* [WHAT TO WORK ON]
Copy each of the items below word for word, leaving every line unchanged.

* [DATA SHOWN]
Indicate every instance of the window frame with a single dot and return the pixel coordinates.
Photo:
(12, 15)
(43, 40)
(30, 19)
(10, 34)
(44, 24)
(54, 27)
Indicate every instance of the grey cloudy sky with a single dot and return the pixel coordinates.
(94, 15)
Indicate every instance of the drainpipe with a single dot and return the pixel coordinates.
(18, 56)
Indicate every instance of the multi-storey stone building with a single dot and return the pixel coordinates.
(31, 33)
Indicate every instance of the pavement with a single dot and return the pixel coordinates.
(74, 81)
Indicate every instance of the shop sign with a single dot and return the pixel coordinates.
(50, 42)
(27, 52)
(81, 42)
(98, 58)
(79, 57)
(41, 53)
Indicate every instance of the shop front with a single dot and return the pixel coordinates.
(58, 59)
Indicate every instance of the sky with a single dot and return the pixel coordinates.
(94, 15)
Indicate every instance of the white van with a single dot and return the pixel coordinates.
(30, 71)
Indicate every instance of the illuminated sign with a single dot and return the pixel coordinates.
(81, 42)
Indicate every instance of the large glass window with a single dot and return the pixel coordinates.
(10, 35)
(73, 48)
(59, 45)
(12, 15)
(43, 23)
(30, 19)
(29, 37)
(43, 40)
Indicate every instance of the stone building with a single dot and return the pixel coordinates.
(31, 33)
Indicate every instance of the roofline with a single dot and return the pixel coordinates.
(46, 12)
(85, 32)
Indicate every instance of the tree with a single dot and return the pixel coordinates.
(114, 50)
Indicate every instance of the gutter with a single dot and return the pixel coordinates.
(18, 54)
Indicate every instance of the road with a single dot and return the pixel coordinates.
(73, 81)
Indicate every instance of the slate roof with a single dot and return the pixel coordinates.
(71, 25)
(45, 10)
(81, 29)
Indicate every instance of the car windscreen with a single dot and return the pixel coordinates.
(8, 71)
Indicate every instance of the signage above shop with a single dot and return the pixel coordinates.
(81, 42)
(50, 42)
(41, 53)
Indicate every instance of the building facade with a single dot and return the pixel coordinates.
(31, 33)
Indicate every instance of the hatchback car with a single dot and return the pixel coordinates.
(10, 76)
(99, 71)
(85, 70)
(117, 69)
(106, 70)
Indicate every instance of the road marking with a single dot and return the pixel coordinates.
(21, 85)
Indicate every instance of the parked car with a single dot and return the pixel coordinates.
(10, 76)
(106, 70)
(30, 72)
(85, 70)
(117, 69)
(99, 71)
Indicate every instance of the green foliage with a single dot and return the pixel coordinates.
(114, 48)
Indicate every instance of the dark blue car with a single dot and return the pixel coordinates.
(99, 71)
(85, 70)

* [RESULT]
Indicate every instance of the window frame with a single dot and return the pixel coordinates.
Photo:
(12, 15)
(43, 40)
(30, 19)
(10, 34)
(44, 24)
(54, 27)
Indicate every instance of the grey cloudy sky with a single dot and return the pixel coordinates.
(94, 15)
Indicate every instance of the drainpipe with a single dot and return the pixel coordinates.
(18, 56)
Indicate every instance of the multi-storey stone building with a single dot and return the pixel coordinates.
(31, 33)
Indicate every instance of the pavement with a single dot and return the pixel coordinates.
(74, 81)
Indicate every instance of the shop sign with a single dot and return the pixel coordinates.
(50, 42)
(27, 52)
(81, 42)
(98, 58)
(79, 57)
(41, 53)
Indicate every instance of the shop front with a single dot and return the pixel coordinates.
(58, 59)
Indicate every instance of the sky with a single dot and return the pixel coordinates.
(94, 15)
Indicate every instance of the white van with a single dot and return the pixel coordinates.
(30, 71)
Indicate every instance of the illuminated sign with a single dot and return the pixel coordinates.
(81, 42)
Indicate every instance of the large glass window with a single dot and return the pixel coordinates.
(10, 35)
(73, 48)
(59, 45)
(12, 15)
(43, 23)
(30, 19)
(29, 37)
(43, 40)
Indicate every instance of the stone building with a single dot and return the pixel coordinates.
(31, 33)
Indicate every instance of the roofline with a single dot and return the pixel coordinates.
(46, 12)
(85, 32)
Indicate every instance of the tree with a single dot and return the pixel coordinates.
(114, 50)
Indicate every instance of the gutter with a single dot and return the pixel coordinates.
(18, 54)
Indicate every instance of the road with a single dot and return the pixel coordinates.
(73, 81)
Indicate every instance of the slate roof with a single dot and return the pixel coordinates.
(71, 25)
(45, 10)
(81, 29)
Indicate every instance of the car windscreen with a single dot and return the pixel coordinates.
(8, 71)
Indicate every instance of the signage above shop with a single dot and return the pixel coordinates.
(81, 42)
(50, 42)
(41, 53)
Indicate every instance of the building facade with a single dot and return the pixel coordinates.
(31, 33)
Indicate every instance of the hatchback car with a single dot and return the pixel coordinates.
(10, 76)
(99, 71)
(85, 70)
(117, 69)
(106, 70)
Indicate every instance of the road marking with a single dot and return the pixel coordinates.
(21, 85)
Indicate every instance of the parked car with a single dot and return the pixel coordinates.
(10, 76)
(106, 70)
(30, 72)
(85, 70)
(117, 69)
(99, 71)
Indicate every instance of the green foliage with a single dot and return the pixel coordinates.
(114, 48)
Indicate every instance of the dark blue car with a single dot and return the pixel coordinates.
(99, 71)
(85, 70)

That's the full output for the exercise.